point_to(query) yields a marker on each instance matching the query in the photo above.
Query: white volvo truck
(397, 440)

...

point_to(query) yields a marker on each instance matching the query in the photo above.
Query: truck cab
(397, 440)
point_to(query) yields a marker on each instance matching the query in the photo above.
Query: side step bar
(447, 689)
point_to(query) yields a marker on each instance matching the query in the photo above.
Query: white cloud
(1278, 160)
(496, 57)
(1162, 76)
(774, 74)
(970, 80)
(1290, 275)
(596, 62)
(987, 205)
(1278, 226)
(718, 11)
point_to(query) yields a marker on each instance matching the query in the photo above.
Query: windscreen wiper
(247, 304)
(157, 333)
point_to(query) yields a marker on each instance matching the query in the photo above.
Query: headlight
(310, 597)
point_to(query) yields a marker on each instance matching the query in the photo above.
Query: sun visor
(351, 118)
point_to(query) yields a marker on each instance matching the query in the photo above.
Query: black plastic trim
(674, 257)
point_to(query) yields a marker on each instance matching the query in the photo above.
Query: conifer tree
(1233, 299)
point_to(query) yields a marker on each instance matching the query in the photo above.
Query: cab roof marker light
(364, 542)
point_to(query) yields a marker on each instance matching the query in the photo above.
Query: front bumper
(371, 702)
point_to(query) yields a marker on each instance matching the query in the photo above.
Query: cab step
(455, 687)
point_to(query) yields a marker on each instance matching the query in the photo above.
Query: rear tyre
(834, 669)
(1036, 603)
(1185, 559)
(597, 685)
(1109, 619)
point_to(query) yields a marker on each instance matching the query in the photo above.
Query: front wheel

Request: Gather every line in the data above that contains the word "truck", and list those lines.

Worked solution:
Query: white volvo truck
Query: truck cab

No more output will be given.